Objective: Continue the article on The Kinleys' album II from where it stops.

Supplied passage:
◆ ◆ ◆ ◆

Studio album by The Kinleys
- Released: July 18, 2000
- Genre: Country
- Label: Epic Nashville
- Producer: Radney Foster; Russ Zavitson; Tony Haselden;

The Kinleys chronology
| Just Between You and Me (1997) | II (2000) | All in the Family (2004) |

Singles from See What You Want to See
- "She Ain't the Girl for You" Released: March 27, 2000; "I'm In" Released: October 23, 2000; "You're Still Here" Released: June 4, 2001;

= II (The Kinleys album) =

II is the second studio album by the American country music duo The Kinleys. It was released on July 18, 2000 as their second and final album for Epic Nashville.

Professional ratings
Review scores
| Source | Rating |
| Allmusic | Star |
| Entertainment Weekly | D+ |

==Background==
The Kinleys worked with the producers of their debut album, Russ Zavitson and Tony Haselden, for their follow-up album, and released the single "My Heart Is Still Beating" in July 1999. The single, however, failed to reach the Country top 40, and the album, which was to be self-titled and released on October 6, 1999, was put on hold by Epic Records, who decided to bring in Country artist Radney Foster to produce songs on the album in order to broaden the duo's sound and regain chart appeal. In the end, half of the album was produced by Foster and the other half by Zavitson and Haselden.

The record includes two songs co-written by Jennifer Kinley's husband, Adam Hughes, and also has the first lead vocal performance of Jennifer Kinley in a Kinleys song on "I Need You Now", the duo's usual way of singing consisting of Heather Kinley on lead with Jennifer on harmony vocals. The duo recorded a song titled "If I Can Only Win Your Love" with Vince Gill, but it was ultimately not used on the album as they felt it wasn't good enough.

"My Heart Is Still Beating" was eventually not included on the album and the first single, the Foster-produced "She Ain't The Girl For You" was released in the Spring of 2000. It peaked at #34 in the Country charts.

The next single, "I'm In" peaked at #35 in the Country charts. It was previously a single in 1998 for Foster from his album See What You Want to See, and was covered by Keith Urban on his 2009 album Defying Gravity. Also included on II is "Somebody's Out There Watching", a Top 20 hit for The Kinleys in 1998, which was previously included on the television soundtrack for the series Touched by an Angel.

◆ ◆ ◆ ◆

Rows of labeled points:
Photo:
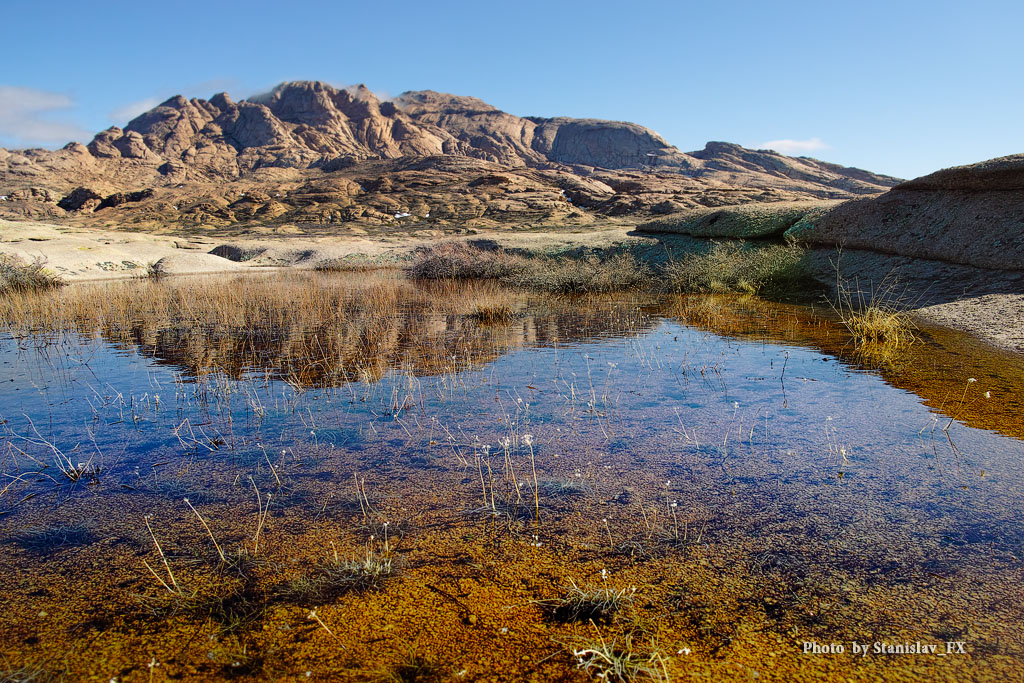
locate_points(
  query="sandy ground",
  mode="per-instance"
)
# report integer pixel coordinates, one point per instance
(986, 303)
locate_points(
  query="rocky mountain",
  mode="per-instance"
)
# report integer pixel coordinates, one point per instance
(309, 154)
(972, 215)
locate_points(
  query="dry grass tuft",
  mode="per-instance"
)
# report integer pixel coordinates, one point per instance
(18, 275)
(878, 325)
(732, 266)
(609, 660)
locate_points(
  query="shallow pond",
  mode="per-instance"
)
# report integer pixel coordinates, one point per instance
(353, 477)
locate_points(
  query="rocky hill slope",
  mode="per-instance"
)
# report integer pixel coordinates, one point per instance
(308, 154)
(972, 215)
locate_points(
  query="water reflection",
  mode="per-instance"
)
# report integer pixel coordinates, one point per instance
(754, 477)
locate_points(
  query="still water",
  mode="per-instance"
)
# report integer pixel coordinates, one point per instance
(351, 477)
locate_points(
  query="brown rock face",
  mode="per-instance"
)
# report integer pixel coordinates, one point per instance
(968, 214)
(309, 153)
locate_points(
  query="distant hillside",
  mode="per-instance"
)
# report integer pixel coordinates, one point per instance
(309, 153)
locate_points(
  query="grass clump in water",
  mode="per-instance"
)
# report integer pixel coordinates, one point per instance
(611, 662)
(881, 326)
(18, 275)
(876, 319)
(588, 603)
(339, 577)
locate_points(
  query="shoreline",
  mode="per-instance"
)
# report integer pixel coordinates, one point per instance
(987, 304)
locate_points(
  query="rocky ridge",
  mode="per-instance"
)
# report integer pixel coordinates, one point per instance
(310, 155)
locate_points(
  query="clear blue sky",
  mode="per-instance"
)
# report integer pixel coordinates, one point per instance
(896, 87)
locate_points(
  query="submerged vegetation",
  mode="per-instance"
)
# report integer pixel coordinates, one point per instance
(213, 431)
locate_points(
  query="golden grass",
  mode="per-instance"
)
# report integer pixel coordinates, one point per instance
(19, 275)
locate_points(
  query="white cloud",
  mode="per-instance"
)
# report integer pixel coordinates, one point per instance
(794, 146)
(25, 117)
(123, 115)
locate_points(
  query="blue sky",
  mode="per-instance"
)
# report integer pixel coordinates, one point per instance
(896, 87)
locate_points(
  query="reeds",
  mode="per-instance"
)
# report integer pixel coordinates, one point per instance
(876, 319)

◆ ◆ ◆ ◆

Response:
==Track listing==

| No. | Title | Writer(s) | Length |
|---|---|---|---|
| 1. | "She Ain't the Girl for You"" | Jon McElroy, Vince Melamed | 3:32 |
| 2. | "I'm In" | Radney Foster, Georgia Middleman | 4:55 |
| 3. | "You're Still Here" | Adam Hughes, Sarah Majors, D. Vincent Williams | 3:11 |
| 4. | "If Ever I Needed You" | Foster, Heather Kinley, Jennifer Kinley | 3:43 |
| 5. | "That's Gonna Mess You Up" | Hughes, Majors, H. Kinley, J. Kinley | 2:58 |
| 6. | "When the Blues and My Baby Collide" | Bob DiPiero, Paul Nelson | 3:28 |
| 7. | "Me Too" | Stan Munsey, Russ Zavitson | 3:36 |
| 8. | "Lovers" | Leslie Satcher, Wynn Varble | 2:56 |
| 9. | "I'm Me with You" | Marcus Hummon, H. Kinley, J. Kinley | 3:00 |
| 10. | "Yeah, Yeah, Yeah" | Hummon, H. Kinley, J. Kinley | 2:18 |
| 11. | "Here" | H. Kinley, J. Kinley, Sunny Russ | 2:56 |
| 12. | "I Need You Now" | Tom Douglas, Michael Joyce | 3:35 |
| 13. | "Somebody's Out There Watching" | Steve Booker, Franne Golde, Robin Lerner | 3:19 |

==Personnel==
Compiled from liner notes.

===Tracks 1–6===
- Sam Bush — fiddle
- Chad Cromwell — drums
- Steve Fishell — pedal steel guitar, Dobro, Weissenborn
- Pat Flynn — acoustic guitar
- Tony Harrell — keyboards
- Byron House — bass guitar
- Craig Krampf — percussion
- James Maddox — keyboards
- Dennis Matkotsky — keyboards
- Michael McAdam — electric guitar
- Joe Pisapia — electric guitar
- Chely Wright — background vocals on "She Ain't the Girl for You"

===Tracks 7–13===
- Joe Chemay — bass guitar
- Shannon Forrest — drums, percussion
- Larry Franklin — fiddle
- Sonny Garrish — steel guitar, Dobro
- John Hobbs — synthesizer
- Jerry Kimbrough — acoustic guitar, bouzouki
- Marc Kunkel — harmonica
- Steve Nathan — piano, Hammond B-3 organ
- Michael Rhodes — bass guitar
- Brent Rowan — electric guitar
- Mitchell Shedd — percussion
- Biff Watson — acoustic guitar, bouzouki
- John Willis — electric guitar, banjo

===Strings on "If Ever I Needed You"===
- Anthony LaMarchina, John Catchings — cello
- David Davidson, Conni Ellisor, Mary Kathryn VanOsdale, David Angell — violins

Strings arranged by John Darnell.

Tracks 1–6 produced by Radney Foster; tracks 7–13 produced by Tony Haselden and Russ Zavitson.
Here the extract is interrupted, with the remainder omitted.